Records from a collection
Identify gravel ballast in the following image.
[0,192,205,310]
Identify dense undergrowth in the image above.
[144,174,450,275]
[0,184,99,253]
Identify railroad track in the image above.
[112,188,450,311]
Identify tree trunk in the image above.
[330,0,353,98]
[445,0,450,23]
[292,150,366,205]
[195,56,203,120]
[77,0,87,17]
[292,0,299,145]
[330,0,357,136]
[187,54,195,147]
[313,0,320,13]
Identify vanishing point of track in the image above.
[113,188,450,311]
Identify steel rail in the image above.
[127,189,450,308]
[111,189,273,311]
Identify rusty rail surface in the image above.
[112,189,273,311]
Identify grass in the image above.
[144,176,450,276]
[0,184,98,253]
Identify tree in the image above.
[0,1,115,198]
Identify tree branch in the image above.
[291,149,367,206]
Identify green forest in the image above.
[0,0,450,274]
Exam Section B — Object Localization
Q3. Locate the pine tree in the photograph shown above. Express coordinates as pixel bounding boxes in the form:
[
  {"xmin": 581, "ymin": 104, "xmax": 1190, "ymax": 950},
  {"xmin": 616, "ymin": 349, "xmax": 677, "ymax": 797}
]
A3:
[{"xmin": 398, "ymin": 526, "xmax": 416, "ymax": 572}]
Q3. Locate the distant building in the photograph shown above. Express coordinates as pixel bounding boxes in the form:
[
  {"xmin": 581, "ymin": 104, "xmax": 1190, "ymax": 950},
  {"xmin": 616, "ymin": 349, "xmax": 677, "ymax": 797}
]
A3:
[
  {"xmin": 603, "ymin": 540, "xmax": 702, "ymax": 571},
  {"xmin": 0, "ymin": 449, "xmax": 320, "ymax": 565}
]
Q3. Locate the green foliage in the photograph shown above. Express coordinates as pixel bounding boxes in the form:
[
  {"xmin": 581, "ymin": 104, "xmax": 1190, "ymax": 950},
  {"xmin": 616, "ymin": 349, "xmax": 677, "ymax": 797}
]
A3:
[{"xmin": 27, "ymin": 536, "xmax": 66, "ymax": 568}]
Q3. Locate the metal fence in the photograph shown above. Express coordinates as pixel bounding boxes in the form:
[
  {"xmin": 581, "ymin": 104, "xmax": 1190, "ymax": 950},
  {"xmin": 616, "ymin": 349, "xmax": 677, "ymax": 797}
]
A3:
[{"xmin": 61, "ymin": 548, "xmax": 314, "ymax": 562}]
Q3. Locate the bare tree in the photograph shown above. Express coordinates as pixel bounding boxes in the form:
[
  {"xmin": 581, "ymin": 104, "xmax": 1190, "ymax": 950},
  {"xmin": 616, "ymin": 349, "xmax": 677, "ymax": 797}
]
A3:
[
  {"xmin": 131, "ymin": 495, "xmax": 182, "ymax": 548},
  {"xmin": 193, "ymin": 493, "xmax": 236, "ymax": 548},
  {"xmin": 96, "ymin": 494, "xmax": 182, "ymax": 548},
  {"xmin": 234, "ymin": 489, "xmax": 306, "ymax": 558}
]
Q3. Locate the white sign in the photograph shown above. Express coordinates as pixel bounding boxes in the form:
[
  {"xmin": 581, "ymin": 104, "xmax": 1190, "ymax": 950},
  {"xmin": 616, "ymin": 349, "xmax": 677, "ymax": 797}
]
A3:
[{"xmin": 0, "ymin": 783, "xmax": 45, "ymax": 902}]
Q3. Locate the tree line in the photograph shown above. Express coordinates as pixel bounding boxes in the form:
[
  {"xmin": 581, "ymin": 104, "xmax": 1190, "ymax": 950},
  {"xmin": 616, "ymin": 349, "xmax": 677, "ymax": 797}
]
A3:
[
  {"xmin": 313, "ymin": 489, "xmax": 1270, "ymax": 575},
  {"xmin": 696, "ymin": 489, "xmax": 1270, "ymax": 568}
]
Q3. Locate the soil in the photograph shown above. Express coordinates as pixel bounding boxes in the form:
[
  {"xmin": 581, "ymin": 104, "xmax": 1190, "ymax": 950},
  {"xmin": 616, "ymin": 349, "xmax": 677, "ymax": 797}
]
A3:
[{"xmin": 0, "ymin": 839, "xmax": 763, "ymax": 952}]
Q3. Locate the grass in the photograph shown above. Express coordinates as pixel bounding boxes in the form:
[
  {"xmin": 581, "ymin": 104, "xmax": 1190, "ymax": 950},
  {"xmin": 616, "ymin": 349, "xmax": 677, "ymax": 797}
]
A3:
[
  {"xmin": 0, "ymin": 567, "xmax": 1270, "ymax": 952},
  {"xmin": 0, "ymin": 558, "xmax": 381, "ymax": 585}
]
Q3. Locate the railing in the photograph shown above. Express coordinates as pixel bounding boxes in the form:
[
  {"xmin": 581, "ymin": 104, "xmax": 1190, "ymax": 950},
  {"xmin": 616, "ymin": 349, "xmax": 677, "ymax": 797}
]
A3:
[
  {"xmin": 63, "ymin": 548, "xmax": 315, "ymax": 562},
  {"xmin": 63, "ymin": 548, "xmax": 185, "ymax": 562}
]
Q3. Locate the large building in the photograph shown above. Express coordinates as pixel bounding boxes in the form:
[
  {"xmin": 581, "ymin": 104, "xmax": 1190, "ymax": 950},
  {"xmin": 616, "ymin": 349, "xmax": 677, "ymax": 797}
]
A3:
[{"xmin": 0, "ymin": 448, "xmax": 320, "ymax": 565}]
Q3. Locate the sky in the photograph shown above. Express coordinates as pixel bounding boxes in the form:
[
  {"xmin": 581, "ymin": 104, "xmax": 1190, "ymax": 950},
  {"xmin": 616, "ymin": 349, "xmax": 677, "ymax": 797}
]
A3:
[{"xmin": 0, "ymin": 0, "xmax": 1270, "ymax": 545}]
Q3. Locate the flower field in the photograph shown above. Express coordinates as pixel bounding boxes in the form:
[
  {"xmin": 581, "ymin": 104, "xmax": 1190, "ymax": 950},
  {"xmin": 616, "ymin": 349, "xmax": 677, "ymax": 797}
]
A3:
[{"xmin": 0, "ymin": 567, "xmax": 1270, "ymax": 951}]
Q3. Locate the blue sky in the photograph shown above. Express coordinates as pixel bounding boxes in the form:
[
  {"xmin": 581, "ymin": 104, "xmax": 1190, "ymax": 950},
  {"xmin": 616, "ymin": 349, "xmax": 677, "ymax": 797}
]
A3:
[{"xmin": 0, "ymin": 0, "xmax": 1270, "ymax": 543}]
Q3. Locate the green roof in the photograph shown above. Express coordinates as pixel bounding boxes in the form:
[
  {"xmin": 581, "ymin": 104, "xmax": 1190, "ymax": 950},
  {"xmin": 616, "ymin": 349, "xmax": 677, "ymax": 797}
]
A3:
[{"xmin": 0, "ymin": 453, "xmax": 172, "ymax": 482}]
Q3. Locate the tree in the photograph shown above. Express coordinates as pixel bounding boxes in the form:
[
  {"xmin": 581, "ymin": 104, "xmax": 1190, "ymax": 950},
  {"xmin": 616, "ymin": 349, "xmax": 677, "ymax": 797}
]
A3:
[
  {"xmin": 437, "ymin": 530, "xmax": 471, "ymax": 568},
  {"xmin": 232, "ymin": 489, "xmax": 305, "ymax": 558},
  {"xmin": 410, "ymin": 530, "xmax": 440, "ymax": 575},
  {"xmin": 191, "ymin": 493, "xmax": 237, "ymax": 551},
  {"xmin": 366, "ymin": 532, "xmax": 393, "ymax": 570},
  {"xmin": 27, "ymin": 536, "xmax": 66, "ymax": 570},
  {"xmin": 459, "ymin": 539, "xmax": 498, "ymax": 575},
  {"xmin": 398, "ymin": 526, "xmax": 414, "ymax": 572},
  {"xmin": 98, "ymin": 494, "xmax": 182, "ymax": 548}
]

= TASK TO COMPLETE =
Rewrite all of the records above, replacing every occurrence of "Locate" with "Find" and leaving everything else unchanged.

= FINAL RESULT =
Identify gravel ballast in the following image.
[0,192,205,310]
Identify dense undergrowth in the image above.
[144,174,450,275]
[0,184,99,253]
Identify railroad track in the image above.
[112,188,450,311]
Identify tree trunk in the image above.
[330,0,353,98]
[445,0,450,23]
[292,150,366,205]
[195,56,203,120]
[77,0,87,17]
[292,0,299,145]
[330,0,357,136]
[187,54,195,147]
[313,0,320,13]
Identify vanishing point of track in the image above.
[113,188,450,311]
Identify steel rail in the image above.
[127,189,450,308]
[111,189,273,311]
Identify rusty rail surface in the image above.
[112,189,273,311]
Identify grass in the image above.
[144,176,450,276]
[0,184,98,253]
Identify tree in the image above.
[0,1,115,198]
Identify tree branch in the image above.
[291,149,367,206]
Identify green forest in the image above.
[0,0,450,274]
Exam Section B — Object Localization
Q3. Find the pine tree in the photograph shown above. Express coordinates as pixel bounding boxes in the form:
[
  {"xmin": 581, "ymin": 104, "xmax": 1190, "ymax": 950},
  {"xmin": 616, "ymin": 349, "xmax": 677, "ymax": 797}
]
A3:
[{"xmin": 398, "ymin": 526, "xmax": 416, "ymax": 572}]
Q3. Find the distant building in the photograph shown above. Express coordinates as pixel bounding boxes in the form:
[
  {"xmin": 581, "ymin": 104, "xmax": 1190, "ymax": 950},
  {"xmin": 616, "ymin": 349, "xmax": 677, "ymax": 797}
]
A3:
[
  {"xmin": 603, "ymin": 540, "xmax": 702, "ymax": 571},
  {"xmin": 0, "ymin": 449, "xmax": 320, "ymax": 565}
]
Q3. Find the green foliage in the photograph shown above. Express coordinates as pixel bounding boxes in the form:
[
  {"xmin": 581, "ymin": 104, "xmax": 1190, "ymax": 950},
  {"xmin": 616, "ymin": 349, "xmax": 677, "ymax": 797}
]
A3:
[{"xmin": 27, "ymin": 536, "xmax": 66, "ymax": 568}]
Q3. Find the metal fence in the photograph shown above. Express coordinates as pixel bounding boxes in the form:
[
  {"xmin": 581, "ymin": 104, "xmax": 1190, "ymax": 950},
  {"xmin": 616, "ymin": 349, "xmax": 677, "ymax": 797}
]
A3:
[{"xmin": 61, "ymin": 548, "xmax": 314, "ymax": 562}]
Q3. Find the bare tree in the photograph shown above. Express coordinates as pixel bounding boxes in the form:
[
  {"xmin": 581, "ymin": 104, "xmax": 1190, "ymax": 950},
  {"xmin": 616, "ymin": 349, "xmax": 677, "ymax": 797}
]
A3:
[
  {"xmin": 131, "ymin": 495, "xmax": 182, "ymax": 548},
  {"xmin": 193, "ymin": 493, "xmax": 236, "ymax": 548},
  {"xmin": 96, "ymin": 494, "xmax": 182, "ymax": 548},
  {"xmin": 234, "ymin": 489, "xmax": 306, "ymax": 558}
]
Q3. Find the white sign in the photograph shown above. Express coordinates as pixel bounding boxes in the form:
[
  {"xmin": 581, "ymin": 104, "xmax": 1190, "ymax": 950},
  {"xmin": 616, "ymin": 349, "xmax": 677, "ymax": 797}
]
A3:
[{"xmin": 0, "ymin": 783, "xmax": 45, "ymax": 902}]
Q3. Find the tree line in the photograph shown above. Express coordinates as pixel bounding boxes in the form:
[
  {"xmin": 581, "ymin": 104, "xmax": 1190, "ymax": 950},
  {"xmin": 616, "ymin": 349, "xmax": 677, "ymax": 797}
]
A3:
[
  {"xmin": 313, "ymin": 489, "xmax": 1270, "ymax": 575},
  {"xmin": 696, "ymin": 489, "xmax": 1270, "ymax": 568}
]
Q3. Find the soil in the photograph shown above. Express coordinates as pixel bounding boxes in the form:
[
  {"xmin": 581, "ymin": 104, "xmax": 1190, "ymax": 950},
  {"xmin": 616, "ymin": 349, "xmax": 677, "ymax": 797}
]
A3:
[{"xmin": 0, "ymin": 839, "xmax": 763, "ymax": 952}]
Q3. Find the grass in the photograph shown above. Express coordinates as pixel bounding boxes in the form:
[
  {"xmin": 581, "ymin": 104, "xmax": 1190, "ymax": 950},
  {"xmin": 616, "ymin": 349, "xmax": 677, "ymax": 797}
]
A3:
[
  {"xmin": 0, "ymin": 567, "xmax": 1270, "ymax": 952},
  {"xmin": 0, "ymin": 558, "xmax": 381, "ymax": 585}
]
Q3. Find the railing in the photograph shown above. Express coordinates as pixel bounding boxes in the form:
[
  {"xmin": 581, "ymin": 104, "xmax": 1190, "ymax": 950},
  {"xmin": 616, "ymin": 349, "xmax": 677, "ymax": 797}
]
A3:
[
  {"xmin": 63, "ymin": 548, "xmax": 315, "ymax": 562},
  {"xmin": 63, "ymin": 548, "xmax": 185, "ymax": 562}
]
Q3. Find the large building in the photograph shown above. Express coordinates as pixel bounding boxes in the form:
[
  {"xmin": 581, "ymin": 104, "xmax": 1190, "ymax": 950},
  {"xmin": 616, "ymin": 349, "xmax": 677, "ymax": 797}
]
A3:
[{"xmin": 0, "ymin": 448, "xmax": 320, "ymax": 565}]
Q3. Find the sky in the photograph shown above. Express coordinates as pixel bounding boxes in the form:
[
  {"xmin": 581, "ymin": 104, "xmax": 1190, "ymax": 950},
  {"xmin": 616, "ymin": 349, "xmax": 677, "ymax": 797}
]
A3:
[{"xmin": 0, "ymin": 0, "xmax": 1270, "ymax": 545}]
Q3. Find the flower field in the photograph shown above. Express coordinates as pixel bounding boxes in the form:
[
  {"xmin": 581, "ymin": 104, "xmax": 1190, "ymax": 950},
  {"xmin": 616, "ymin": 349, "xmax": 677, "ymax": 797}
]
A3:
[{"xmin": 0, "ymin": 567, "xmax": 1270, "ymax": 951}]
Q3. Find the blue sky in the photograph shown above. Express coordinates as pixel bounding boxes in the form:
[
  {"xmin": 581, "ymin": 104, "xmax": 1190, "ymax": 950},
  {"xmin": 616, "ymin": 349, "xmax": 677, "ymax": 797}
]
A3:
[{"xmin": 0, "ymin": 0, "xmax": 1270, "ymax": 543}]
Q3. Find the green roof in the photograph shown above. Express coordinates as pixel bounding boxes in the form:
[
  {"xmin": 581, "ymin": 104, "xmax": 1190, "ymax": 950},
  {"xmin": 616, "ymin": 349, "xmax": 677, "ymax": 797}
]
A3:
[{"xmin": 0, "ymin": 453, "xmax": 172, "ymax": 482}]
Q3. Find the tree in the photograph shown above. Express coordinates as pixel bounding boxes in the form:
[
  {"xmin": 581, "ymin": 104, "xmax": 1190, "ymax": 950},
  {"xmin": 616, "ymin": 349, "xmax": 677, "ymax": 797}
]
A3:
[
  {"xmin": 437, "ymin": 530, "xmax": 471, "ymax": 568},
  {"xmin": 232, "ymin": 489, "xmax": 305, "ymax": 558},
  {"xmin": 410, "ymin": 530, "xmax": 440, "ymax": 575},
  {"xmin": 191, "ymin": 493, "xmax": 237, "ymax": 551},
  {"xmin": 366, "ymin": 532, "xmax": 393, "ymax": 570},
  {"xmin": 27, "ymin": 536, "xmax": 66, "ymax": 570},
  {"xmin": 459, "ymin": 539, "xmax": 498, "ymax": 575},
  {"xmin": 398, "ymin": 526, "xmax": 414, "ymax": 572},
  {"xmin": 98, "ymin": 494, "xmax": 182, "ymax": 548}
]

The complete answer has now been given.